▶ [Trecho do documento]
== == ==
As imagens consumidas pareciam, aos olhos dos viajantes, menos virtuais que as imagens do sertão, onde já estávamos, mas não víamos, nem sentíamos. O sertão com suas caatingas e seus personagens não aparecia diante de nossos olhos. O frio, naquele pequeno mundo aconchegante, embaralhava-se com as cenas luxuosas dos filmes americanos e nos fazia esquecer o pesadelo do sertão, a intrepidez do calor queimando a pele, o nomadismo tormentoso do sertanejo buscando o nada – como nos romances de Graciliano Ramos. A estrada só podia ser vista e apreciada com os filtros aplacadores dos vidros, como se não fizéssemos mais parte da paisagem.  
A cidade tinha ficado para trás. Mas ela teimava em continuar na memória de cada um de nós. Quando o ônibus penetrou no pobre município de Jucás, localizado no sul do Estado, com seus terrenos pedregosos, suas ondulações suaves das pequenas serras, estava na hora de parar e enfrentar a verdadeira paisagem híbrida do sertão. O rio Jaguaribe não era virtual, como as imagens coloridas das cidades americanas; o mundo do american way of life estava muito distante da paisagem que se descortinava diante de cada um de nós.
O mato seco esturricado, amarelado, é o combustível fácil e um perigo sempre constante. Basta apenas uma pequena ponta de cigarro para que, em questão de segundos, o fogo se espalhe pela área. Quando os viajantes saem da capsula de ar condicionado e abrem a porta do ônibus têm o impacto violento. A realidade em que estávamos imersos, sim, é que era virtual. O sertão parecia a dura realidade negada.
Chegamos sem ter percebido que estávamos diante das cabeceiras do maior rio seco do mundo. Para mim a sensação era de que ainda estava na Av. Pontes Vieira, esquina com uma rua da Igreja de Fátima, no meio daquela feira onde se vendem terços, imagens de Nossa Senhora.
A viagem não terá sido um delírio? Ou o delírio eram os fragmentos de lembranças que tínhamos deixado para trás? Aqueles homens e mulheres pedintes teriam realmente existido? Parece até que ao chegar na rodoviária, fomos lançados numa espécie de túnel. Ônibus-túneis, imagens-túneis, nave hermeticamente fechada e.... de repente, não mais que de repente, como diria o poeta, o sertão. Lembrei-me imediatamente dos filmes de Glauber Rocha e senti a terra em transe, o ônibus-dragão consumindo asfalto e nos jogando, congelados, no tórrido sertão, com seus santos guerreiros sertanejos. 
Charles Bronson ainda estava fresco na memória, com suas bravatas e destruição. Carros em chamas, bandidos chamuscados de bala, destruídos nas avenidas novaiorquinas, e, de repente, o sertão.
Imagens simultâneas embaralham-se, misturam realidade com o mundo virtual. O sertão, no entanto, estava ali diante de nós. Onde começa o chamado mundo rural e termina isso que sociologicamente chamamos de vida urbana?
== == ==
▶ [Lista de tarefas]
A) No trecho sobre a viagem ao sertão, em qual município o ônibus entrou quando chegou a hora de parar?
B) Resuma em duas frases, por favor, o trecho sobre a viagem ao sertão.

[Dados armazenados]
== == ==
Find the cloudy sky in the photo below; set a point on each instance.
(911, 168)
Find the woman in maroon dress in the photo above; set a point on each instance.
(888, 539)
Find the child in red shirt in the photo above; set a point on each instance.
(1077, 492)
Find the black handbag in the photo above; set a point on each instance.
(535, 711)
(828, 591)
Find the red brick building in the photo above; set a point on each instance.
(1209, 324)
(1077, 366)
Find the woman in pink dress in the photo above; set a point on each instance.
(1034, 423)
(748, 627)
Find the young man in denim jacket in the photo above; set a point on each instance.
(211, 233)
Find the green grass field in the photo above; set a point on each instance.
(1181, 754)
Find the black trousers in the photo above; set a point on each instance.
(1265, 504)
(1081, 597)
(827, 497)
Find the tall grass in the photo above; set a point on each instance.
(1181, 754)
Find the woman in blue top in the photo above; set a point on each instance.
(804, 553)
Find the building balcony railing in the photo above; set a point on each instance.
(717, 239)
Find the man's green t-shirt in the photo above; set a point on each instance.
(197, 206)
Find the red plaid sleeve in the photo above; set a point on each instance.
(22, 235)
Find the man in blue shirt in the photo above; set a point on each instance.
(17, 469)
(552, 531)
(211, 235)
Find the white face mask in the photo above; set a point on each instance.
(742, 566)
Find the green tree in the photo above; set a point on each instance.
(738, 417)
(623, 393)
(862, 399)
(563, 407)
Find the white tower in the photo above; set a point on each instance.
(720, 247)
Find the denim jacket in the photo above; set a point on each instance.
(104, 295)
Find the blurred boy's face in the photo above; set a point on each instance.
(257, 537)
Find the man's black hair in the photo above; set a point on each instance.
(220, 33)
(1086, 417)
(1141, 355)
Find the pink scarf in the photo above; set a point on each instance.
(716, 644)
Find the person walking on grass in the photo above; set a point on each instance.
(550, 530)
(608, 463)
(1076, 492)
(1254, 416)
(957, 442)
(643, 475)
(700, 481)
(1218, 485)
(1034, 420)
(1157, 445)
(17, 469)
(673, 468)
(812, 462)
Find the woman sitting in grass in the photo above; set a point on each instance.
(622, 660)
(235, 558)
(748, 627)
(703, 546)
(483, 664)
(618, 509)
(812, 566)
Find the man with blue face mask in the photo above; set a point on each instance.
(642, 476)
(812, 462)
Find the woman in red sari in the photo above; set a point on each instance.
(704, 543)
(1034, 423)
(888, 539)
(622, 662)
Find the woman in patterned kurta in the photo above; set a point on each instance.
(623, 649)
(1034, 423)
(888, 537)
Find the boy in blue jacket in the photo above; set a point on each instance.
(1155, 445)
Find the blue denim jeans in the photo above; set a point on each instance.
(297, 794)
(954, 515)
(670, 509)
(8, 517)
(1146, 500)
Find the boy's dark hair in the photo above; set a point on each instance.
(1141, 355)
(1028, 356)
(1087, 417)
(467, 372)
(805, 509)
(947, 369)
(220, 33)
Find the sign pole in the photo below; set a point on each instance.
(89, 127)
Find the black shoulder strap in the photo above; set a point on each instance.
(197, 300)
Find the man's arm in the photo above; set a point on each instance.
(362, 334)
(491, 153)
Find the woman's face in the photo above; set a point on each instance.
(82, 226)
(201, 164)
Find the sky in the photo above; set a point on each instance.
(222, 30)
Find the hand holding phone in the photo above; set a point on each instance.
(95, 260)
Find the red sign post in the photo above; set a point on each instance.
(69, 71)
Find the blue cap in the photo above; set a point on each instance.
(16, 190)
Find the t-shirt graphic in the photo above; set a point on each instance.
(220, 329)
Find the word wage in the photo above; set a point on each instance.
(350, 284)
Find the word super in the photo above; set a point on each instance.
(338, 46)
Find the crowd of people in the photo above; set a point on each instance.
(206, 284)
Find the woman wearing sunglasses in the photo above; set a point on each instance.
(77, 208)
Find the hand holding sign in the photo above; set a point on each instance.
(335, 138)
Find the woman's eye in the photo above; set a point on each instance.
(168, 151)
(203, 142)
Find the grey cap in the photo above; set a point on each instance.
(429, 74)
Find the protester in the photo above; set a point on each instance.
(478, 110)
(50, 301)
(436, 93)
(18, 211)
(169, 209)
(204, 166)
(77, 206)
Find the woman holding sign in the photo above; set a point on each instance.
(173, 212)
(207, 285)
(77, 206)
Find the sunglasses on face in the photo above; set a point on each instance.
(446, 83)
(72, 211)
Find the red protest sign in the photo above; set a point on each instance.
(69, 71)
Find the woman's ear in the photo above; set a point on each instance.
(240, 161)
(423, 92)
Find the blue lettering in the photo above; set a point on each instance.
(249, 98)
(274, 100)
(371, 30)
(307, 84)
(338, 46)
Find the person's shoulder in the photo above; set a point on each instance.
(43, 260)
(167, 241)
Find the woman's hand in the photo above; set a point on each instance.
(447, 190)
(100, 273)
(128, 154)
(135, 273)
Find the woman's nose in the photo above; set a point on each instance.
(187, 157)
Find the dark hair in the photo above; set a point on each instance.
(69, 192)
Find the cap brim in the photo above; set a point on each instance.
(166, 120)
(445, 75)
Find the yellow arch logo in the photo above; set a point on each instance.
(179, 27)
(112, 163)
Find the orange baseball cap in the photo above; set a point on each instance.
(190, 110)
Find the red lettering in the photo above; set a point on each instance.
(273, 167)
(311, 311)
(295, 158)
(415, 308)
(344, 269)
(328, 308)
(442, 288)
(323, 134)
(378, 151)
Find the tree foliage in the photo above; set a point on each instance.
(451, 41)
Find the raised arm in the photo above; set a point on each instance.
== == ==
▶ [Respostas dadas]
A) No município de Jucás, no sul do Estado.

B) No ônibus com ar condicionado, as cenas dos filmes americanos faziam os viajantes esquecerem o sertão, que estava ali, mas não era visto nem sentido. Ao chegarem a Jucás e abrirem a porta do ônibus, sentiram o impacto violento da paisagem real, e o texto termina perguntando onde começa o mundo rural e termina a vida urbana.